Where a line contains the word "handrail", copy that line from the records below.

Collection entries
* * * * * * *

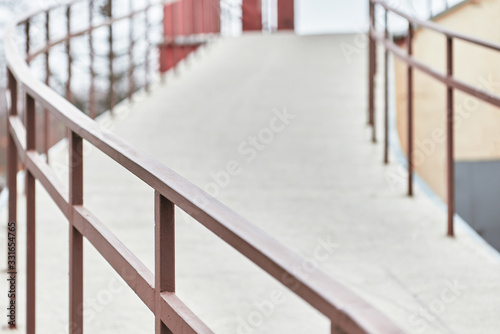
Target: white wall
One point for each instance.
(327, 16)
(341, 16)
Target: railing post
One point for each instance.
(148, 45)
(370, 65)
(386, 92)
(30, 220)
(164, 255)
(12, 164)
(92, 102)
(450, 161)
(111, 57)
(410, 111)
(131, 52)
(28, 40)
(75, 237)
(69, 95)
(46, 125)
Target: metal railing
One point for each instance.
(412, 63)
(347, 312)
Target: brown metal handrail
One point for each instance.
(348, 313)
(446, 78)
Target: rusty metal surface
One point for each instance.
(347, 312)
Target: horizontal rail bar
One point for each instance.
(138, 277)
(447, 80)
(438, 28)
(49, 180)
(179, 318)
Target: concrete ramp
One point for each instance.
(275, 127)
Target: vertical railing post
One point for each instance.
(371, 46)
(386, 91)
(450, 161)
(46, 129)
(69, 95)
(148, 45)
(75, 237)
(111, 57)
(92, 101)
(164, 255)
(131, 87)
(30, 220)
(28, 39)
(12, 165)
(410, 111)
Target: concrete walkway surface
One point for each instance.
(275, 127)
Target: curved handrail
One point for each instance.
(347, 312)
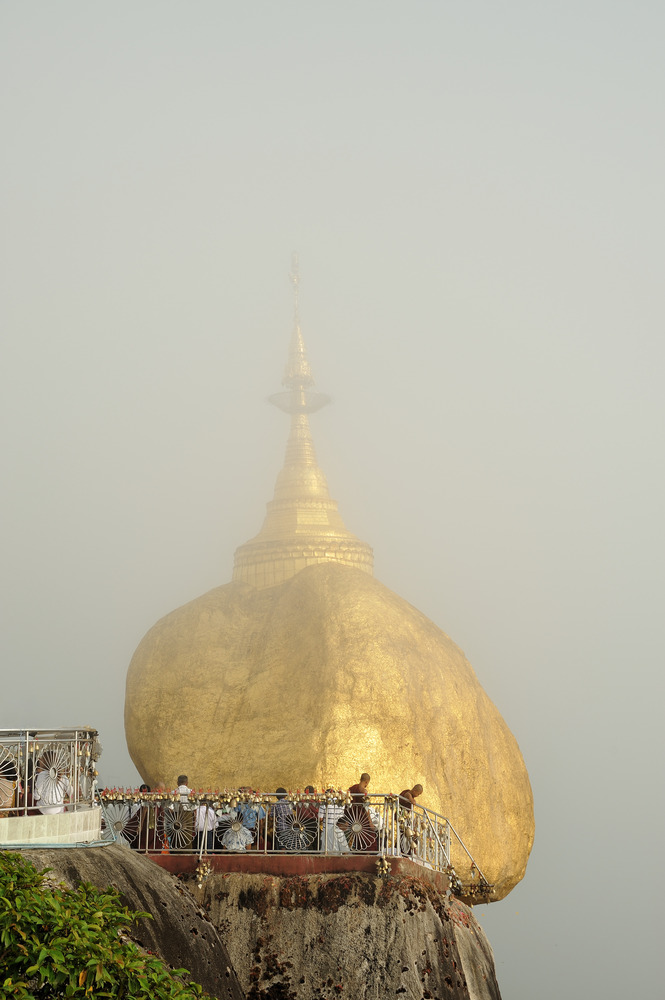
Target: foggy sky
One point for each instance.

* * * * * * *

(Answer):
Target: brown metal handrail
Target: curved handrail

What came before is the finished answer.